--- Work to do ---
a) From the comment on political reform, list the measures it says the U.S. needs.
b) Translate this sentence from the comment on political reform into Spanish: "The only solution, as I said, is political reform in a complete sense of the word."

--- Text passage ---

#####

Here in the U.S. that means getting all money/influence out of politics, imposing strict term limits, and making congress live by the same rules as everyone else. The idea is to make politics purely a service to the country - not a place to get rich and powerful. Only then can we count on politicians to do the right thing.

In the U.K., as Hannan explains as well, the parliamentary system is not condusive to democratic movements outside the political system - thus no Tea Party like movements. Same goes for the EU in general. Tory was never a liberal party in the classic sense anyways (not even in the 1980s).
The choice in the UK is between bad and worse - same elsewhere in Europe. And the U.S. is kind of getting that way also because the RINOs (like the Bush family, Romney, etc.) run the Republican Party. Other parties never gain traction.
The only solution, as I said, is political reform in a complete sense of the word.

Tel, I fear that 2012 election will be more of the same as far as politics go. Trust me, any Republican currently running will be infinitely better than a progressive. No questions.

#####

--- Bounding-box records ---
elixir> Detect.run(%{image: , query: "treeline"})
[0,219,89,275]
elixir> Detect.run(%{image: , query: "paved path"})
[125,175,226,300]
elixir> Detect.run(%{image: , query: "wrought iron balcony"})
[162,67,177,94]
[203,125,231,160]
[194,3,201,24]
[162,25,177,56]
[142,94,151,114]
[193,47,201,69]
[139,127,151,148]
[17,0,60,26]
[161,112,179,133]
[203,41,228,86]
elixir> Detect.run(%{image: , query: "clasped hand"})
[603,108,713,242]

#####

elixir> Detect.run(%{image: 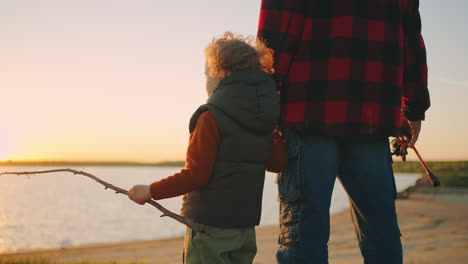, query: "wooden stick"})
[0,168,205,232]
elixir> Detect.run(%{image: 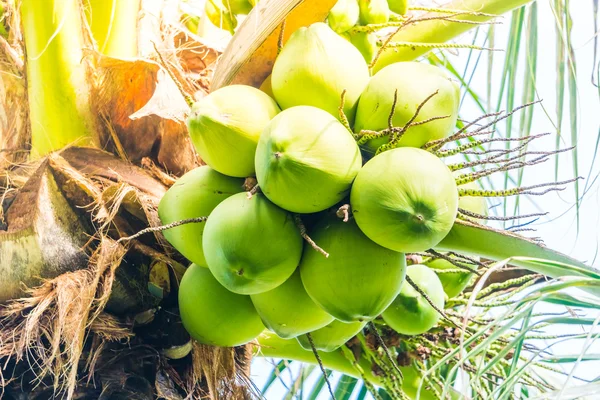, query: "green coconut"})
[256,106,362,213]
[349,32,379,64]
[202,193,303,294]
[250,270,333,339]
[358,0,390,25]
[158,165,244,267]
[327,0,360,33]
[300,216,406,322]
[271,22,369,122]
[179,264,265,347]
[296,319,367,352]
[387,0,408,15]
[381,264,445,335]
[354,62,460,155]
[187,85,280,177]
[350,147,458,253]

#####

--- Problem solutions ---
a)
- Getting all money/influence out of politics
- Imposing strict term limits
- Making congress live by the same rules as everyone else

b) La única solución, como dije, es una reforma política en el sentido completo de la palabra.